PASSAGE TO READ below:

The chair of the Helensburgh and Lomond Foodbank says families in the area are “visibly upset and angry” at having to turn to the service for help.

Mary McGinley spoke to the Advertiser after recently revealing figures that show the number of children needing help from the food bank has soared by 80 per cent year-on-year.

The overall increase in use of the food bank is around 29 per cent.

In all, 1,423 children were supported in the year ending in October last year, amongst nearly 5,000 people locally.

Most are single householders who can’t make ends meet.

And Ms McGinley wants to make sure those in need understand that it is their neighbours helping them through their donations.

She said: “For people who have never had to come to a food bank before, there’s a sense of failure.

“They are upset to find themselves in need of a food bank. We see people visibly upset, some might feel a bit angry.

“Some cannot even come through the door.

“That’s what we are here for - to help people. We are just sharing the food your neighbours have been able to give to share to you.

“Don’t feel you have failed to be here. We understand with certain levels of income and current costs of living, it’s very difficult to make ends meet.

“We know you’re here because you have to be, not because you want to be.”

READ MORE: Number of children helped by Helensburgh and Lomond Foodbank nearly doubles in 12 months 

Ms McGinley said the food inflation rate is 17.1 per cent, so it was little surprise those on lower incomes were struggling.

She said they were “very well supported” by the community through donations of food and money, with which to making bulk food purchases every couple of months.

But the £1,800 they spent in November, and £1,800 most recently, did not stretch as far.

Cereal, for example, was up 32p when bought in bulk.

“If we can see that so strikingly, it must be hitting people’s pockets terribly,” she said.

End of PASSAGE TO READ.

WHAT THIS TASK INVOLVES:
Update the food bank article starting at "The overall increase" and ending at "a bit angry.", replacing "food bank" with "food pantry" wherever it occurs. Rely on the food bank article alone.

DATASET CONTENT below:

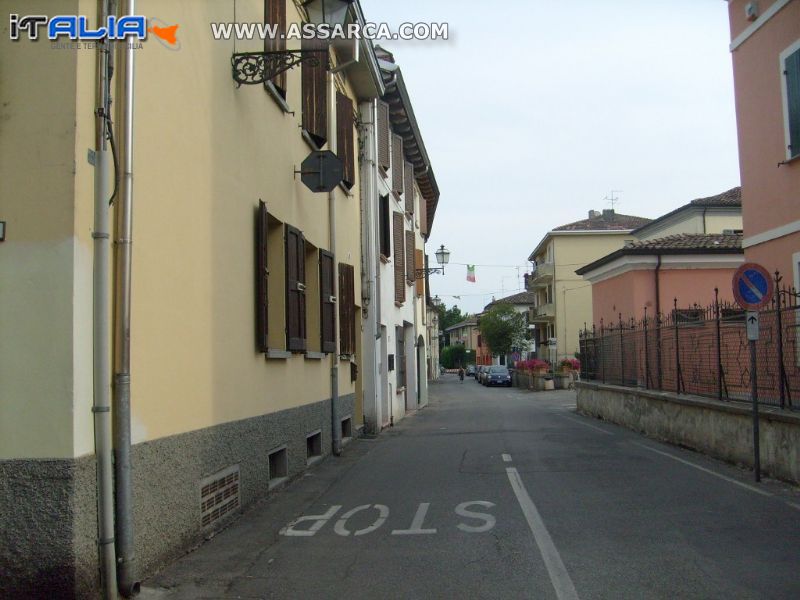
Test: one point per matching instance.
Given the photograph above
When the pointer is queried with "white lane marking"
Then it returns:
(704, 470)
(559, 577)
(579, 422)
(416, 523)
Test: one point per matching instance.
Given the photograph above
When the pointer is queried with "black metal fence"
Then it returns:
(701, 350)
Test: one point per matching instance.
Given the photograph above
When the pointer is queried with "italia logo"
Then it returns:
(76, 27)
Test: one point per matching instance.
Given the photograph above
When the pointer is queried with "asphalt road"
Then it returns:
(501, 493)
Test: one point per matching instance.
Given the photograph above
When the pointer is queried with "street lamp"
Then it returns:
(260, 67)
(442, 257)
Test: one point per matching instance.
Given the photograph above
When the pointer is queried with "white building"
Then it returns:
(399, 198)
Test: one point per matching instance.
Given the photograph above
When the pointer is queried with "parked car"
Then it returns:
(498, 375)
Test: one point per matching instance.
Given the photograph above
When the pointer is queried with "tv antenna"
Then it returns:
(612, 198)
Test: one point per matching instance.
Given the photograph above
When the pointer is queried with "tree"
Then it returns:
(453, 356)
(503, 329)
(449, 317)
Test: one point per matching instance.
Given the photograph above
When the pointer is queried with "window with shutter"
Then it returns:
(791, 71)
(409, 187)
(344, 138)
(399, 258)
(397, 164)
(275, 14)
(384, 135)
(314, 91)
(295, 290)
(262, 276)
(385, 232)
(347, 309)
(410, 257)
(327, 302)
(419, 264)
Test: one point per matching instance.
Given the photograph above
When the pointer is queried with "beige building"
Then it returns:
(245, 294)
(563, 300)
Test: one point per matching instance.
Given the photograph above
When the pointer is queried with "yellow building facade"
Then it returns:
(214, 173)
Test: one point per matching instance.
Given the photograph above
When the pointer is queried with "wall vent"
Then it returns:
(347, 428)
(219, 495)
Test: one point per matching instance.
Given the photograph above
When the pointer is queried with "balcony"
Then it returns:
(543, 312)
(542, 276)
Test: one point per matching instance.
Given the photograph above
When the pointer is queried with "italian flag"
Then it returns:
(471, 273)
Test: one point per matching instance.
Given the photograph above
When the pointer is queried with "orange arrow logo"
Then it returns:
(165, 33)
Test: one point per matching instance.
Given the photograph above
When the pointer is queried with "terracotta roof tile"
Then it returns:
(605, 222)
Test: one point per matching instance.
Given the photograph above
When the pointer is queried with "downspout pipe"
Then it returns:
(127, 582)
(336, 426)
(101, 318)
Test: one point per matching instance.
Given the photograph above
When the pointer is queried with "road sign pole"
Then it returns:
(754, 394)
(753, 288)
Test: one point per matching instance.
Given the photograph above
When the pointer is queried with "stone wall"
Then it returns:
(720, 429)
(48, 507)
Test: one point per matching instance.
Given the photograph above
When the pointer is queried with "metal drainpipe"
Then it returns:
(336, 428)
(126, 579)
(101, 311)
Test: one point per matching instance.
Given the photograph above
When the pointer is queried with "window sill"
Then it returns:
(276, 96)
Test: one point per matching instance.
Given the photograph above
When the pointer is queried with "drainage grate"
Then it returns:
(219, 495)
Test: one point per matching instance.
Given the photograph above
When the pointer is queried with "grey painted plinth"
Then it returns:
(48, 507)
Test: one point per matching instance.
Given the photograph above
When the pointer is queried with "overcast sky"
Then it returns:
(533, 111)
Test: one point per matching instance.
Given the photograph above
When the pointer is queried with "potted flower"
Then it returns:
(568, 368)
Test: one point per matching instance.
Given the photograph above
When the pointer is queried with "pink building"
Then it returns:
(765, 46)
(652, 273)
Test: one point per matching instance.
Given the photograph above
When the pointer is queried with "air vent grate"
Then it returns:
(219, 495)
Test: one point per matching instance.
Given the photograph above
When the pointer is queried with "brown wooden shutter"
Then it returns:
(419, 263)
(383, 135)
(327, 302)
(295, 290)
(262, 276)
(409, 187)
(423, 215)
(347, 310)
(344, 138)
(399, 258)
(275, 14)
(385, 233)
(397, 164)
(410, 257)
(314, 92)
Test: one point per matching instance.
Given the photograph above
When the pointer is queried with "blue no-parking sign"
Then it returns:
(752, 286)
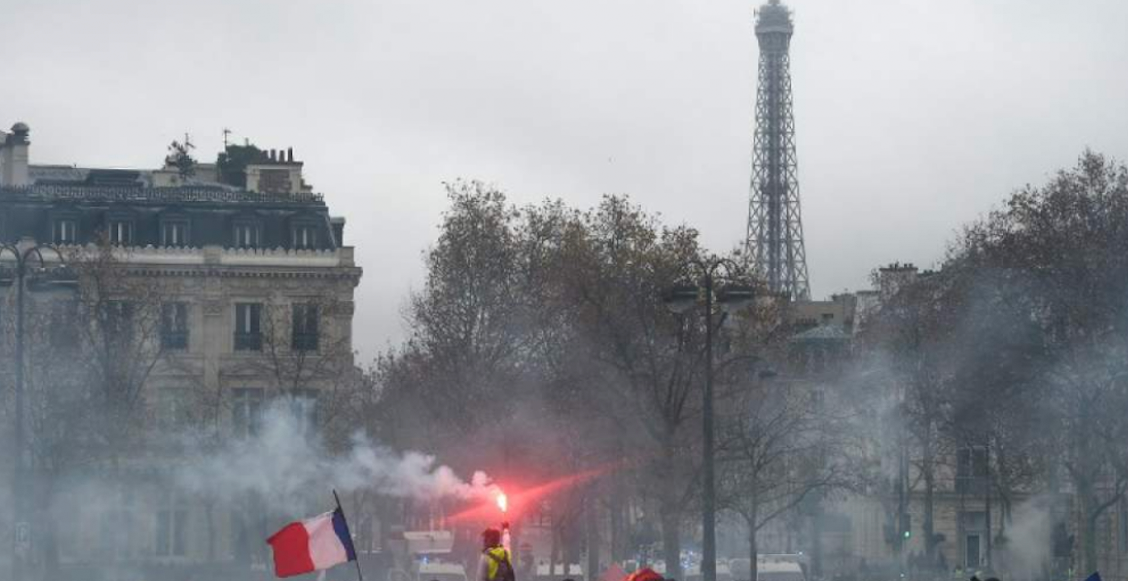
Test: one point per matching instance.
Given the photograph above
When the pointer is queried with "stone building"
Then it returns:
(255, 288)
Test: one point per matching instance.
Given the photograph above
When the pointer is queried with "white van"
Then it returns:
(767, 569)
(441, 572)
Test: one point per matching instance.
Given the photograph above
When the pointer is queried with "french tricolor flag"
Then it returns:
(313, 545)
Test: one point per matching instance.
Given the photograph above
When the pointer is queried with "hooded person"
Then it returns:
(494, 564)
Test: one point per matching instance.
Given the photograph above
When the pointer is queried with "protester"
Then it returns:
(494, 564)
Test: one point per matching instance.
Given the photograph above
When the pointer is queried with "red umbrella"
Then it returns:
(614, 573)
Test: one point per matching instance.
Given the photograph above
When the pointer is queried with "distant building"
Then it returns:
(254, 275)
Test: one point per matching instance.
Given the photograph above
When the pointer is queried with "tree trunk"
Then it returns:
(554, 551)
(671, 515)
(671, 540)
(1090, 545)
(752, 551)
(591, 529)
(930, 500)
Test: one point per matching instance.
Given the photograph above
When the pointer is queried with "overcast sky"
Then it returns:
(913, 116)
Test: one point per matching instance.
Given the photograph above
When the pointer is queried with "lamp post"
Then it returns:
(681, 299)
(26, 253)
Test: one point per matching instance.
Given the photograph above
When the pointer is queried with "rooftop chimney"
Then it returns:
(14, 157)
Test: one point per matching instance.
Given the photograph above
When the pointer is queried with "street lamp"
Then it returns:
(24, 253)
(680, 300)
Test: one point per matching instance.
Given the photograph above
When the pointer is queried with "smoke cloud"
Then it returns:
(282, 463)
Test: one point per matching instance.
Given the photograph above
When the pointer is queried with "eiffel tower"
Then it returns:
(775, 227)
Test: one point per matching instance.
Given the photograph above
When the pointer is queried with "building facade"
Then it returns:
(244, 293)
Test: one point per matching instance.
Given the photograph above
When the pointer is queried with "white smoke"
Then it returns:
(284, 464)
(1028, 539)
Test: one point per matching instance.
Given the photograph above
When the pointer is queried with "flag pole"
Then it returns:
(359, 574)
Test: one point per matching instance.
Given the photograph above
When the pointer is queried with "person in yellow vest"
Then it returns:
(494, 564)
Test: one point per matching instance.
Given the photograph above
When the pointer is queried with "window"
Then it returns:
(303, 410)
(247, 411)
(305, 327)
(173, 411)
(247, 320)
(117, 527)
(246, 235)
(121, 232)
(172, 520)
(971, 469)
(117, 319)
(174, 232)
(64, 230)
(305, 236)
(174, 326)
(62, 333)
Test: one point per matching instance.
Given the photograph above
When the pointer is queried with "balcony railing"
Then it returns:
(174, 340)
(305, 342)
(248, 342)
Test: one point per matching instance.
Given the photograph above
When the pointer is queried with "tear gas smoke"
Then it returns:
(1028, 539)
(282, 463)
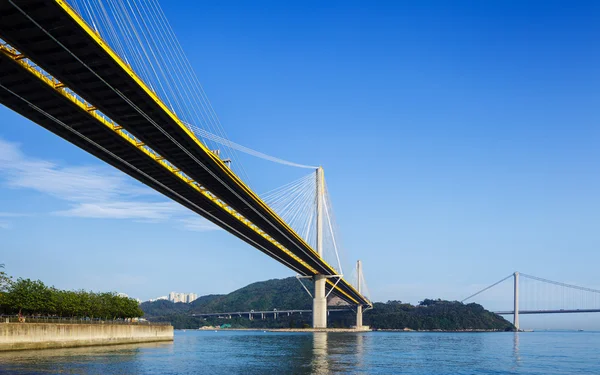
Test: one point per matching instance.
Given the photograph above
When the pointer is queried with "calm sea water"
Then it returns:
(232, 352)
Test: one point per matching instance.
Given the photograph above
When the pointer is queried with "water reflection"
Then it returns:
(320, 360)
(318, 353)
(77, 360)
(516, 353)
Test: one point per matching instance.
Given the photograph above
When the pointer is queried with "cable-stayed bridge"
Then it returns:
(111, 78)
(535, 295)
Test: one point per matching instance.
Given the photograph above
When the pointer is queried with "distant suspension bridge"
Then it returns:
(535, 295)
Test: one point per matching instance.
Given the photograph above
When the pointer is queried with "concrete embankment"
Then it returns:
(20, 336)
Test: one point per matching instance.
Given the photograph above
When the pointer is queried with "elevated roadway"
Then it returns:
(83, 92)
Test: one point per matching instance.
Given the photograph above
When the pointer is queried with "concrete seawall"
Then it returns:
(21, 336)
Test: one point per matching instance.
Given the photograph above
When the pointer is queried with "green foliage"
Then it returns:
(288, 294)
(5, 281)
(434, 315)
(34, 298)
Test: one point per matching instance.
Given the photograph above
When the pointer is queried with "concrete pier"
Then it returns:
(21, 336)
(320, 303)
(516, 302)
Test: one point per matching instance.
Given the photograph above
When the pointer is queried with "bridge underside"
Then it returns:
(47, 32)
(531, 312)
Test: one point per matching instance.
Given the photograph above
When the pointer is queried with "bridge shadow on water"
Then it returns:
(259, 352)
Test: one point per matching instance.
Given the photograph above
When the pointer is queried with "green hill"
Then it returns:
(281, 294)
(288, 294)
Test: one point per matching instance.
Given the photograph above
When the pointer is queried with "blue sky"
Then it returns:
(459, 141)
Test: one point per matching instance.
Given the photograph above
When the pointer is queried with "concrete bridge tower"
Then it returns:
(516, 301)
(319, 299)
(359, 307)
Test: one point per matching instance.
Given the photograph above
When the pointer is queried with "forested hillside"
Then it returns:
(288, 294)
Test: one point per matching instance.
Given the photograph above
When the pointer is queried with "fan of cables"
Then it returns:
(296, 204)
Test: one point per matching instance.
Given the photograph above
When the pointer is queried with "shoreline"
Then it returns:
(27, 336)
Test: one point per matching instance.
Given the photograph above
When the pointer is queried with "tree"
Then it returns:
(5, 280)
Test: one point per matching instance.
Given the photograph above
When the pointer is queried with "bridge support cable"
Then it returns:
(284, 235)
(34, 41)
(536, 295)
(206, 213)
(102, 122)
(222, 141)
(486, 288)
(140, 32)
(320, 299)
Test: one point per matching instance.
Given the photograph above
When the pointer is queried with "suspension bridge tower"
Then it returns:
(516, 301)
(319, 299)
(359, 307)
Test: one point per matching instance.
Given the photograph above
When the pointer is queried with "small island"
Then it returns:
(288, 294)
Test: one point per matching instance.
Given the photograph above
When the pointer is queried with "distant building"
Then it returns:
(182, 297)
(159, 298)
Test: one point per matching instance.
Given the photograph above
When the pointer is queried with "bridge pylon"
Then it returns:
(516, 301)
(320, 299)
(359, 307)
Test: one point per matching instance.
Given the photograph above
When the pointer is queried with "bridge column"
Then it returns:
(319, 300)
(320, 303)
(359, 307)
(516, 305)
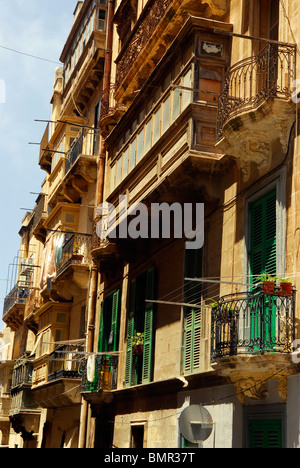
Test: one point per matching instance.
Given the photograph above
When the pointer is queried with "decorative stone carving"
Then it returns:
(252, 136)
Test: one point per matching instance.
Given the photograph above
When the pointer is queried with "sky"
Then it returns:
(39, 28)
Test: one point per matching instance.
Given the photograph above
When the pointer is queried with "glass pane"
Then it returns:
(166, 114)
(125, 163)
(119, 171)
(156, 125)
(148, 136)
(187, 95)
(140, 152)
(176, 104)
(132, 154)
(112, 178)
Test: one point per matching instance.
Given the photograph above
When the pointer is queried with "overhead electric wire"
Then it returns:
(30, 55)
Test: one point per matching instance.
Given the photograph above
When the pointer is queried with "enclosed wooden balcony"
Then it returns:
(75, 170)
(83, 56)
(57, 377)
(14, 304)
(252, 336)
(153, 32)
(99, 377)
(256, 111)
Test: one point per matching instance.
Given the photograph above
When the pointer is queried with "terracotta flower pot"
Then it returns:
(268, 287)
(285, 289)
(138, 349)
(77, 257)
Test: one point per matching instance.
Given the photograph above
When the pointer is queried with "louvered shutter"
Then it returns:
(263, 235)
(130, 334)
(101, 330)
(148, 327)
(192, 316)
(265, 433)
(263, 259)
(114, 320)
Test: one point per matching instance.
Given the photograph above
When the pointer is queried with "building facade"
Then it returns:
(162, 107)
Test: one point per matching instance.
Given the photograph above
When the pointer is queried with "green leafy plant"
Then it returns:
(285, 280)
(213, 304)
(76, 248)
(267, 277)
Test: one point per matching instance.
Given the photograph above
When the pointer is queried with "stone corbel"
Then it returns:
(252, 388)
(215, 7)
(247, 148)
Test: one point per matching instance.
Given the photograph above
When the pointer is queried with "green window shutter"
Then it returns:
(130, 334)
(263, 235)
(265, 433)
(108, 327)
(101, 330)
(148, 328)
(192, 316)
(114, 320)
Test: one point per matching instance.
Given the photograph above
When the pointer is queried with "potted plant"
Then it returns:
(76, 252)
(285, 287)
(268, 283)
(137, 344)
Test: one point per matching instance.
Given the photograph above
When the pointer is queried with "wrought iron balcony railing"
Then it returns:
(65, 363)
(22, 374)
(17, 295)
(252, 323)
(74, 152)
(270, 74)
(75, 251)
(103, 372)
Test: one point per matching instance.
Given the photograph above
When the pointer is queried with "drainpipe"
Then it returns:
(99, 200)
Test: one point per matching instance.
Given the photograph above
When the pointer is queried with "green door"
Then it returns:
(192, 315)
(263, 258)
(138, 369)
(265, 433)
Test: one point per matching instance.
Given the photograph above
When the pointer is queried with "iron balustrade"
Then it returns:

End of DATASET CONTENT.

EXERCISE RESPONSE:
The overall increase in use of the food pantry is around 29 per cent.

In all, 1,423 children were supported in the year ending in October last year, amongst nearly 5,000 people locally.

Most are single householders who can’t make ends meet.

And Ms McGinley wants to make sure those in need understand that it is their neighbours helping them through their donations.

She said: “For people who have never had to come to a food pantry before, there’s a sense of failure.

“They are upset to find themselves in need of a food pantry. We see people visibly upset, some might feel a bit angry.